*Instructions for the task*.
Which lines run from the one containing "Please annotate the metal" to the end of the entries? Quote them exactly, and nothing else.
-*-*-
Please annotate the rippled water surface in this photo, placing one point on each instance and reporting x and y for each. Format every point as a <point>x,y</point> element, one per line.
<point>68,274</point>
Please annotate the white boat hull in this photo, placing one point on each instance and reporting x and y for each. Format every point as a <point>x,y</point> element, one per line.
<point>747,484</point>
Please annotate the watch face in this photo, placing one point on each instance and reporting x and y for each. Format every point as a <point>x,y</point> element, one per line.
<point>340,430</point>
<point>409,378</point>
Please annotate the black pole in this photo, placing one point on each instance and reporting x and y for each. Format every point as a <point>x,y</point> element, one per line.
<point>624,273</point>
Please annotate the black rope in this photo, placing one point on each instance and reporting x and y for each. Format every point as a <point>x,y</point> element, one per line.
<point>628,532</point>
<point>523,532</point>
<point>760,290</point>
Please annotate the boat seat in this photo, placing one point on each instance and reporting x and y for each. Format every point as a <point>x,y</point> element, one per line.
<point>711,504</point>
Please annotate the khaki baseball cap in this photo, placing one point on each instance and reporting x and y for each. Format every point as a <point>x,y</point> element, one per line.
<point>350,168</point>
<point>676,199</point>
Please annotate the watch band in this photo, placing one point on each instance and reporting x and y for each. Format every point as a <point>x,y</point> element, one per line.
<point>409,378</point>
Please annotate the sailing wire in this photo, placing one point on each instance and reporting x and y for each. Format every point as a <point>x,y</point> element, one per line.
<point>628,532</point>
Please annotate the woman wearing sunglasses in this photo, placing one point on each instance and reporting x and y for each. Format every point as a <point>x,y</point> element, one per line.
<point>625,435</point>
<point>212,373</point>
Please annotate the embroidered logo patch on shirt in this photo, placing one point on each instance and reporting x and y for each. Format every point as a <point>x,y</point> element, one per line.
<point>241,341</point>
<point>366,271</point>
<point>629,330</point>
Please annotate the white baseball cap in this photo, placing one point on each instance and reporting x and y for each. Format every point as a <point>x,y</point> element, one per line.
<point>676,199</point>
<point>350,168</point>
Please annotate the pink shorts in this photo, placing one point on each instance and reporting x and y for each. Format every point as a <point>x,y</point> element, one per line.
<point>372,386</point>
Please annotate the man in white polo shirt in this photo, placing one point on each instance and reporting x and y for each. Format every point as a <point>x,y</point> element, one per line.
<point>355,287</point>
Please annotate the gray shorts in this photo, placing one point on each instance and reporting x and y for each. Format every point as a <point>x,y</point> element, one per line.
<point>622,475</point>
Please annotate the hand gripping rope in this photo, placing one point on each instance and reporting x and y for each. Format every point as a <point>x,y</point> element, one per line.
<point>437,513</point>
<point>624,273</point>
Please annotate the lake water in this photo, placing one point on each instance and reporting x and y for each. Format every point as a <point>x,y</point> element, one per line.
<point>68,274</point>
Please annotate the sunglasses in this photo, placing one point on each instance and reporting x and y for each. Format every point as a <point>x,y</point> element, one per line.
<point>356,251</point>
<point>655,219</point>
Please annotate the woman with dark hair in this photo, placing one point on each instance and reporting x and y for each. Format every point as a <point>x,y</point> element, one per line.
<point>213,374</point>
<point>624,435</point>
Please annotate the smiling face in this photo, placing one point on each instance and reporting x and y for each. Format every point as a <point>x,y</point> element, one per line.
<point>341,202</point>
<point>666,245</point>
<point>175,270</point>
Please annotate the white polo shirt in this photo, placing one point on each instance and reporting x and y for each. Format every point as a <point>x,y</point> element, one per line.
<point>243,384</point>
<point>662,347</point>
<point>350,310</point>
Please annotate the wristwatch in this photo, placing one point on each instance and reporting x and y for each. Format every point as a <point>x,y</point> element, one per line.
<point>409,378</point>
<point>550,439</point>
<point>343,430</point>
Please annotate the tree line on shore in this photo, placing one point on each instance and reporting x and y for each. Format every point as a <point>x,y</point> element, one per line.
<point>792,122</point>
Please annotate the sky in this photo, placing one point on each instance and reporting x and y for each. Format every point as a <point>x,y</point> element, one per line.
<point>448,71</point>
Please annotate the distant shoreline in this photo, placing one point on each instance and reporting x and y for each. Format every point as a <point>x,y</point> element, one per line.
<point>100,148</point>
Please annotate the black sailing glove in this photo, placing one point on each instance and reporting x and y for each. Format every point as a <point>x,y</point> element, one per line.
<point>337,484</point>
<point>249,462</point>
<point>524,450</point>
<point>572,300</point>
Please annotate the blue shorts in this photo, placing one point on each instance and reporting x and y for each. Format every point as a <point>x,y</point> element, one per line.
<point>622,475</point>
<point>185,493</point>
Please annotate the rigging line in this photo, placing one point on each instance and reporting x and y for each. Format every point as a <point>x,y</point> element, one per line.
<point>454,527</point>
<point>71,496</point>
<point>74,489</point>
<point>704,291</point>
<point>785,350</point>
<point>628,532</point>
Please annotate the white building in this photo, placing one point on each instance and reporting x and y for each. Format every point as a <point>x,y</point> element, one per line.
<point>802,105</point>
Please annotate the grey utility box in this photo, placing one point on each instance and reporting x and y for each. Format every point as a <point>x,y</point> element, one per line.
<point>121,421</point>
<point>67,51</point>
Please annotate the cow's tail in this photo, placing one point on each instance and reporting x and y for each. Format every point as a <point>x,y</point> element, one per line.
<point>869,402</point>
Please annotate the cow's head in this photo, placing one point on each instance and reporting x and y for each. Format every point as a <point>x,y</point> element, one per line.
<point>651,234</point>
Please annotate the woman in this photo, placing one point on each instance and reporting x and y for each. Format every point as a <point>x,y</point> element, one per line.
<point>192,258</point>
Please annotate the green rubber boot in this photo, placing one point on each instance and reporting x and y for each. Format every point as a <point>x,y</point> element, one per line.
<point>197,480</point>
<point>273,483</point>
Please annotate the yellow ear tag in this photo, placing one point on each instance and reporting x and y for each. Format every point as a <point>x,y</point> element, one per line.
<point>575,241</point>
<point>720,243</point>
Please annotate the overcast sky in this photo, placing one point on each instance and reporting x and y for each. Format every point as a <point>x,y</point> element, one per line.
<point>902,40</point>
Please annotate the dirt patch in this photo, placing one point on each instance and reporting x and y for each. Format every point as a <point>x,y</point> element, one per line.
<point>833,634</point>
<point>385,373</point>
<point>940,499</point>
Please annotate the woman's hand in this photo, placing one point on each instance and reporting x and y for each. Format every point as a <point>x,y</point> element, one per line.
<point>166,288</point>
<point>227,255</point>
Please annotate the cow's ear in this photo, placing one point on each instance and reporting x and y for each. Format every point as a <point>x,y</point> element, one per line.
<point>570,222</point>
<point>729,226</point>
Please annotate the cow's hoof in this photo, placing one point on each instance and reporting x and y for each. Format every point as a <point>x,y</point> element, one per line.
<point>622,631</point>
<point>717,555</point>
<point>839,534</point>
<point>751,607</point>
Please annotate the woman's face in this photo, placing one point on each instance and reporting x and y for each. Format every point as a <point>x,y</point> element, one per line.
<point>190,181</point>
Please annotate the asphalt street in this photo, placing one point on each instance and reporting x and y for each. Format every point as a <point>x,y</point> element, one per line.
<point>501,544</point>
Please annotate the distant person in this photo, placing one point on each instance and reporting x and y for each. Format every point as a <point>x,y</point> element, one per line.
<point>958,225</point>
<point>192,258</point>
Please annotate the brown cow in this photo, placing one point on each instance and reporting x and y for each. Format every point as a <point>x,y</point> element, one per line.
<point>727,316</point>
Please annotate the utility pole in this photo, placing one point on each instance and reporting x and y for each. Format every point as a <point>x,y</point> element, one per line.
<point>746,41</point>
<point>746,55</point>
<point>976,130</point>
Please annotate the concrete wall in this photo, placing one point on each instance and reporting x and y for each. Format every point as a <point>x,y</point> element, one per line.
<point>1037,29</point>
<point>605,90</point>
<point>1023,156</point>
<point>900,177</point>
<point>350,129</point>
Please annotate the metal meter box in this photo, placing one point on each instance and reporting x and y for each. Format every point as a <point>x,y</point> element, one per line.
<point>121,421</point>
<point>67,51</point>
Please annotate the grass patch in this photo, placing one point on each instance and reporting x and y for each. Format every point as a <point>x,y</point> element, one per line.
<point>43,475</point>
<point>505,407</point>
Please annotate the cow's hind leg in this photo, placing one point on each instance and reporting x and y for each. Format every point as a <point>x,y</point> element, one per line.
-*-*-
*Response to this task*.
Please annotate the metal meter box in this photo, placing one point on each instance and reporting x and y for each. Format every point as a <point>x,y</point> element, one per line.
<point>121,421</point>
<point>67,51</point>
Please annotate the grass patch in this photo, placing one point on each instance and reporting x and y for each. Format every point as a <point>x,y</point> element, one per line.
<point>43,475</point>
<point>505,407</point>
Please annotate the cow's hind leg in this photo, placing one point on each instance and reporting x and y for each. Format every point as a <point>x,y</point> element, one per line.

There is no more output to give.